Find each line in the data below that contains the word "wooden" and copy those lines out.

[Entries from a point annotation set]
## begin

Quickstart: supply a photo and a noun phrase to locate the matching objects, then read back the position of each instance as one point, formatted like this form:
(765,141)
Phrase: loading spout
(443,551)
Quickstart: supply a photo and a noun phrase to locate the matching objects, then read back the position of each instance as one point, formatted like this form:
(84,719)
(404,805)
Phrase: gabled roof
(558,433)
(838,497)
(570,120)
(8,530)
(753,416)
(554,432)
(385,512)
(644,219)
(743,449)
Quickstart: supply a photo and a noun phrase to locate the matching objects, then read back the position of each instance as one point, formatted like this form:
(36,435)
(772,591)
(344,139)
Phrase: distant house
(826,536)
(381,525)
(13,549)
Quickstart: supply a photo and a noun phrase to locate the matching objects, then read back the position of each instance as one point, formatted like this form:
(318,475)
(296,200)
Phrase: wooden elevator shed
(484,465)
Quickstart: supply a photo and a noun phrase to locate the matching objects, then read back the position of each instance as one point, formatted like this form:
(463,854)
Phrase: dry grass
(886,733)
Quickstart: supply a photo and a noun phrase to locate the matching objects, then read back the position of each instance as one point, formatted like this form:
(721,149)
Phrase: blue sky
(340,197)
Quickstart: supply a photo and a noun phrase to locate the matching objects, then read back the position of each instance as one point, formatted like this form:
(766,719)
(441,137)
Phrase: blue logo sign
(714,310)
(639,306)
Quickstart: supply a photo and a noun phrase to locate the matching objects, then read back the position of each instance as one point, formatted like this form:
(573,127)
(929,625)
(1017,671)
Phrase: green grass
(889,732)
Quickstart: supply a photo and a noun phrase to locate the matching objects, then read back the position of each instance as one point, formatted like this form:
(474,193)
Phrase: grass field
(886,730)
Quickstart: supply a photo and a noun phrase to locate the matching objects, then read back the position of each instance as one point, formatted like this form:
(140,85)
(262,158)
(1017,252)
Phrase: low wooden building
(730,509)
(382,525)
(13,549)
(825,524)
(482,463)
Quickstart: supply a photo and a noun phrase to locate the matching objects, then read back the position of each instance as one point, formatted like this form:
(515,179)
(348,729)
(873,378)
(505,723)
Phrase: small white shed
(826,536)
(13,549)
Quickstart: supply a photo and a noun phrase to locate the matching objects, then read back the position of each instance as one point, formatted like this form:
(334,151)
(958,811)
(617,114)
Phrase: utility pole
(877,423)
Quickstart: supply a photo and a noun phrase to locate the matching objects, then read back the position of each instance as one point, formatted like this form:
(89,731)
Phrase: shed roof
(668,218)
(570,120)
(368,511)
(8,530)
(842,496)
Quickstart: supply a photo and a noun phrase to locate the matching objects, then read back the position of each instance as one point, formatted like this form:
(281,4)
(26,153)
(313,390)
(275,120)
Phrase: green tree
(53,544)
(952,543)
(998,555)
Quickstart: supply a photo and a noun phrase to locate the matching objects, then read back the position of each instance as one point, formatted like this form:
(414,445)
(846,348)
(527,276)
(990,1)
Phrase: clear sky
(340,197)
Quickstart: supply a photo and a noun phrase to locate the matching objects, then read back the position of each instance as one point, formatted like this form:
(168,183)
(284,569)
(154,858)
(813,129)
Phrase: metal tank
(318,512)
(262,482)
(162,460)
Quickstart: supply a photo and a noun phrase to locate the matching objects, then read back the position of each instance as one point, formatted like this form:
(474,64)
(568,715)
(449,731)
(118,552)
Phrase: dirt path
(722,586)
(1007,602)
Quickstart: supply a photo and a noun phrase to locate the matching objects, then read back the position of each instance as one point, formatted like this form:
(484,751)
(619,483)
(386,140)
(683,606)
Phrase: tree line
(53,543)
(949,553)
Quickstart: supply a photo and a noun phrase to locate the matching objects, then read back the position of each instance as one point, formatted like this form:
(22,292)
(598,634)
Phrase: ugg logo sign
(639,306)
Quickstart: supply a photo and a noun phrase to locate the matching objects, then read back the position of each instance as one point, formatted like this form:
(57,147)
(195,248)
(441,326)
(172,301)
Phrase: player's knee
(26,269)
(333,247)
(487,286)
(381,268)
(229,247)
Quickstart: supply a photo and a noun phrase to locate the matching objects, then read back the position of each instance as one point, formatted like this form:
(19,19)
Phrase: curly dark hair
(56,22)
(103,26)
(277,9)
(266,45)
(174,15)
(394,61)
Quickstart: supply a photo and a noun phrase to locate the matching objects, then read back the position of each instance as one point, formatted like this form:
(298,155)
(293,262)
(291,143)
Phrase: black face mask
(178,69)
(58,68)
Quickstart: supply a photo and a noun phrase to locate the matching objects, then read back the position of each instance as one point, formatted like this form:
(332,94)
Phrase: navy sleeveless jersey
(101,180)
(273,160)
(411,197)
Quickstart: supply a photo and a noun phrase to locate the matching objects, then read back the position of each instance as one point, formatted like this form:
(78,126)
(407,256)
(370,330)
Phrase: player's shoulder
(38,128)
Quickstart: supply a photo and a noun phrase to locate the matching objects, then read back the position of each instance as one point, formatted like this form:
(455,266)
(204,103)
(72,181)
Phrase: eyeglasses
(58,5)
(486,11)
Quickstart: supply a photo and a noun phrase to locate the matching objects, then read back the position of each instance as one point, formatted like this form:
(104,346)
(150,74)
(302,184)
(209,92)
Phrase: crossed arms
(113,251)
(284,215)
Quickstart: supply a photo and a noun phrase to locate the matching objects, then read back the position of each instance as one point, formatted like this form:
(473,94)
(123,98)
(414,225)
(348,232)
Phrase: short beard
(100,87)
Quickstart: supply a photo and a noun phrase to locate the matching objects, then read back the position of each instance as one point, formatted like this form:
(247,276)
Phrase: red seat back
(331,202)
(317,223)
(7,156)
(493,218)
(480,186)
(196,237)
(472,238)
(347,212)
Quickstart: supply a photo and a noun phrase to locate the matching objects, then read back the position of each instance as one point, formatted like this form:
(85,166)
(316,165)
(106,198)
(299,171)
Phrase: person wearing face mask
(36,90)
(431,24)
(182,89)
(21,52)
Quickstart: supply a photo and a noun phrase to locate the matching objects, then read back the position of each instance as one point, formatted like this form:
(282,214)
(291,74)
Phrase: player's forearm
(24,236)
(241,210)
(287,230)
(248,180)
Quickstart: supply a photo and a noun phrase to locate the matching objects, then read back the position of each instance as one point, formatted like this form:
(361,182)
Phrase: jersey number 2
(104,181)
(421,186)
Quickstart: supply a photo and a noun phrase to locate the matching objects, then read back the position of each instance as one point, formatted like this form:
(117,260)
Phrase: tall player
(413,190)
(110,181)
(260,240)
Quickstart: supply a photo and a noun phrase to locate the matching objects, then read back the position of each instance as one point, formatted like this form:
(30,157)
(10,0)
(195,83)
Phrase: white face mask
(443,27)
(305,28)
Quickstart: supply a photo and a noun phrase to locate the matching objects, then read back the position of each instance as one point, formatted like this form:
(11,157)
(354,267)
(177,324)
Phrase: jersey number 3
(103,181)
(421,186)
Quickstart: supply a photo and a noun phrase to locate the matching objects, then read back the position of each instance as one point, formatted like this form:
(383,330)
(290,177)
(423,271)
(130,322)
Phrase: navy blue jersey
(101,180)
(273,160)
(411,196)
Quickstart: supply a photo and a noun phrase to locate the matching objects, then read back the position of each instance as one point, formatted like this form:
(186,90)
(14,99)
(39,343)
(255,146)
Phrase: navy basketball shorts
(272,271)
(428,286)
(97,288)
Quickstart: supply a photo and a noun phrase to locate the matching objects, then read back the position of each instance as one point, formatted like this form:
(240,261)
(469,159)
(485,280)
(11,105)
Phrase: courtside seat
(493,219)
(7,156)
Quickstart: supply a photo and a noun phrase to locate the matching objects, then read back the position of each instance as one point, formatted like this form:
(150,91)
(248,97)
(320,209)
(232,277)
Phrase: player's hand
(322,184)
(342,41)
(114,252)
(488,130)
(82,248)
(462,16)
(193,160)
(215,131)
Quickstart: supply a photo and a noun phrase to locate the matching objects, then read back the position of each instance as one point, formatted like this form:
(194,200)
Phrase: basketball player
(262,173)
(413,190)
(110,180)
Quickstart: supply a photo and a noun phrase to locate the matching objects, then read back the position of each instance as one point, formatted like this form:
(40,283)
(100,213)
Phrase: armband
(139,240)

## end

*Reply to the exercise:*
Phrase: wooden elevator shed
Phrase: low wooden building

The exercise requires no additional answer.